- _Records for this task_:
----------

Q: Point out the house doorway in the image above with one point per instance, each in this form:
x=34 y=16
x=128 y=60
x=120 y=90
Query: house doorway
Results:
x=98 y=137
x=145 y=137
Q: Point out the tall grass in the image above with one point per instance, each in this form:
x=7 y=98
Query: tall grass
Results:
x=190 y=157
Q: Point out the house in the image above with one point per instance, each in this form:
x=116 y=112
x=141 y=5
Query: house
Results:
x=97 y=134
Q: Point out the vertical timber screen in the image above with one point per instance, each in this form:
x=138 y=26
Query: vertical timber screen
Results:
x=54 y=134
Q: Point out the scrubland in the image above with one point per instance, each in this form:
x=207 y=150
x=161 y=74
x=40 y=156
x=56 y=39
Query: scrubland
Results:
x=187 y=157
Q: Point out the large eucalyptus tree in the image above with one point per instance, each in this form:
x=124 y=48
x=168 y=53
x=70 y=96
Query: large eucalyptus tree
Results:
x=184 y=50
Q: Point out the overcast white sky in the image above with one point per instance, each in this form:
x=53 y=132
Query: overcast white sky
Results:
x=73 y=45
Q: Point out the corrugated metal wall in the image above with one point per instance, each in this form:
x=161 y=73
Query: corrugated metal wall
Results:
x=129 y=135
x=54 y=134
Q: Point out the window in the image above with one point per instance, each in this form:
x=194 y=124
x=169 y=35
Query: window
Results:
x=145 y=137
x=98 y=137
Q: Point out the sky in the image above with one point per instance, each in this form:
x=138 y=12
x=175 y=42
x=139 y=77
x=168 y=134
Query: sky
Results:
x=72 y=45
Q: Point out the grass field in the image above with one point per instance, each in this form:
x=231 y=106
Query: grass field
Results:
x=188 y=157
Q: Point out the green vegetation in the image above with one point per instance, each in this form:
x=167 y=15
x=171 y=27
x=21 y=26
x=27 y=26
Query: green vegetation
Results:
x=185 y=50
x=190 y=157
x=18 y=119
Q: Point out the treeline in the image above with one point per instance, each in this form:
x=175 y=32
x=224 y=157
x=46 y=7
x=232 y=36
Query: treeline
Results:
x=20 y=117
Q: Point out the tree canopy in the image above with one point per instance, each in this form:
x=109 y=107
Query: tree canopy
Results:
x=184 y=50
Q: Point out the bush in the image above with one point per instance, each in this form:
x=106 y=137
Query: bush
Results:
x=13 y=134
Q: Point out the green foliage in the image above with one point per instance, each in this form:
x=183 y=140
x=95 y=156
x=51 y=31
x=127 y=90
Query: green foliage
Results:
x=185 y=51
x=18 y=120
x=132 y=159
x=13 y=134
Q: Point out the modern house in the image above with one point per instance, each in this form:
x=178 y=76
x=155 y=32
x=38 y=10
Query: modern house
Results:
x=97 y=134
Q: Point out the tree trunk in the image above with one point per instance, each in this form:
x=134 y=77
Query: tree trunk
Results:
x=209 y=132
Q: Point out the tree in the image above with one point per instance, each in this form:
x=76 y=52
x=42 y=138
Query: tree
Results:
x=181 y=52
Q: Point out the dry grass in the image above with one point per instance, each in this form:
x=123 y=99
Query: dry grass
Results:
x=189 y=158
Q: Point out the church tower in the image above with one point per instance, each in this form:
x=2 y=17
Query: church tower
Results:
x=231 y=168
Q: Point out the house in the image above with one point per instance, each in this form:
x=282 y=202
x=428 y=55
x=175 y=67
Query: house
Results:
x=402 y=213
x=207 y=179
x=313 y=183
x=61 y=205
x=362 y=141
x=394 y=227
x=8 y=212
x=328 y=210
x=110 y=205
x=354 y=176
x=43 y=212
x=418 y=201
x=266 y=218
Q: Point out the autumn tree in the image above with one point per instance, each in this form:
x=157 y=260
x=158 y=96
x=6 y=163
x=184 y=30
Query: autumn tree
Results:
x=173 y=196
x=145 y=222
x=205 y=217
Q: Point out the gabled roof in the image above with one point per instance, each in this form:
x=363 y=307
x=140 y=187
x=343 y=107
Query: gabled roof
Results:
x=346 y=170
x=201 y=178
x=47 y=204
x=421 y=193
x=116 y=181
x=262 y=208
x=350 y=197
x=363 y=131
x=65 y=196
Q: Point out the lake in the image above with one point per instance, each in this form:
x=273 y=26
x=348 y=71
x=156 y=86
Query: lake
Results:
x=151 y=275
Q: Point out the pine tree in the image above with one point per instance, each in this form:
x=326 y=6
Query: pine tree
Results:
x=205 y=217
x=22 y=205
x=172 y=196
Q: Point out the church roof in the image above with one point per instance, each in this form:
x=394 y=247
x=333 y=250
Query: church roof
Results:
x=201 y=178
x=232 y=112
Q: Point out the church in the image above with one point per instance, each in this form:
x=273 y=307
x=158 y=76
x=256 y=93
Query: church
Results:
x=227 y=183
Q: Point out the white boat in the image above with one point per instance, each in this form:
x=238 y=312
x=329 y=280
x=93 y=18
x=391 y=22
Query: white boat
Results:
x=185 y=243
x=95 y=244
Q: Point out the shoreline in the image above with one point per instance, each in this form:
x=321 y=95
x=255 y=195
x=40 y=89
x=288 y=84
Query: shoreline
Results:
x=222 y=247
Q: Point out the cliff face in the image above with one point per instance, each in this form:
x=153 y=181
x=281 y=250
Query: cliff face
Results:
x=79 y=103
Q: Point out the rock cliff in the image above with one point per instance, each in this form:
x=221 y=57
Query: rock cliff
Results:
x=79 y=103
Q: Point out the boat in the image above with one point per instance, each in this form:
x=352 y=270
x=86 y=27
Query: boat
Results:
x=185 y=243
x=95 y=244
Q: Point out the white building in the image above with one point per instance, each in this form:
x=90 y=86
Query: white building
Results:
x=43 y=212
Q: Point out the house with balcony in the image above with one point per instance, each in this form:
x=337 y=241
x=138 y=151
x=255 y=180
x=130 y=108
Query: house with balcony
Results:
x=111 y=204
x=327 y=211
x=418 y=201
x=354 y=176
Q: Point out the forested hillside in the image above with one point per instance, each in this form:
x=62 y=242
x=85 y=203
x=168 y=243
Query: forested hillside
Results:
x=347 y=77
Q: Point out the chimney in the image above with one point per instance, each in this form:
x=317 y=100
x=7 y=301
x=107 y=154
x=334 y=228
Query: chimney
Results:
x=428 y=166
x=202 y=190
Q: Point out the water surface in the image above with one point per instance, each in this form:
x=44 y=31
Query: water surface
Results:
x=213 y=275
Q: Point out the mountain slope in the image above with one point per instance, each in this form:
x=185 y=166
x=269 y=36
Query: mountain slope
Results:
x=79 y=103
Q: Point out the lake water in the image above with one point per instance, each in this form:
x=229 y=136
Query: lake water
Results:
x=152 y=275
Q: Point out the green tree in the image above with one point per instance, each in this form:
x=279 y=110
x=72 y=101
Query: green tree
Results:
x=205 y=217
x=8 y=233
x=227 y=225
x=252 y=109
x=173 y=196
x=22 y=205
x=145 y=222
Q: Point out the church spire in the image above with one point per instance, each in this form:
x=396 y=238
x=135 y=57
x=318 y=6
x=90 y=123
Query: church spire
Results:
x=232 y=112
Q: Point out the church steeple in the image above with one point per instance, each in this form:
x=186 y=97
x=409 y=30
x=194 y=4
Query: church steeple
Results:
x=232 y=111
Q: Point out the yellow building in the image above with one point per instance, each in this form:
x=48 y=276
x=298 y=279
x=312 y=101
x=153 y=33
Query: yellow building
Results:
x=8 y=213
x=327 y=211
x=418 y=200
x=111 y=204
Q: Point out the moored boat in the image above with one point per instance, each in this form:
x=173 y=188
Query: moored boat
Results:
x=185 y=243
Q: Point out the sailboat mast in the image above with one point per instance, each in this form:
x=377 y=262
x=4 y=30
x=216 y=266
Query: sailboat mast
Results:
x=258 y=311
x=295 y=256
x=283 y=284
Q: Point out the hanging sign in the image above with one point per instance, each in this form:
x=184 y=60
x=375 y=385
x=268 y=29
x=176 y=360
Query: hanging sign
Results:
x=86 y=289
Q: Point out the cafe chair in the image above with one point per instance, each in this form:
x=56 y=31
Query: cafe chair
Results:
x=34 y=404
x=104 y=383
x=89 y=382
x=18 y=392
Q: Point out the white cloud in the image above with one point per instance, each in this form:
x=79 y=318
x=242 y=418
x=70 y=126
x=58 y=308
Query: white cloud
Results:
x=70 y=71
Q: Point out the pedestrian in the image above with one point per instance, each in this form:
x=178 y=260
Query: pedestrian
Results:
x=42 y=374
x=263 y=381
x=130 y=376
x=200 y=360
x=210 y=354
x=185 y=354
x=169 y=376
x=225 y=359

----------

- _Objective_: Repeat the lines of the listing above verbatim, starting with the line that contains "Q: Point out the moored" and continuing through the line that contains "x=283 y=284".

- _Output of the exercise_:
Q: Point out the moored boat in the image above with one point per instance, each in this form:
x=173 y=188
Query: moored boat
Results:
x=185 y=243
Q: Point out the sailboat mast in the image above with one point per instance, each in this form:
x=377 y=262
x=4 y=30
x=216 y=266
Query: sailboat mast
Results:
x=258 y=311
x=295 y=256
x=283 y=284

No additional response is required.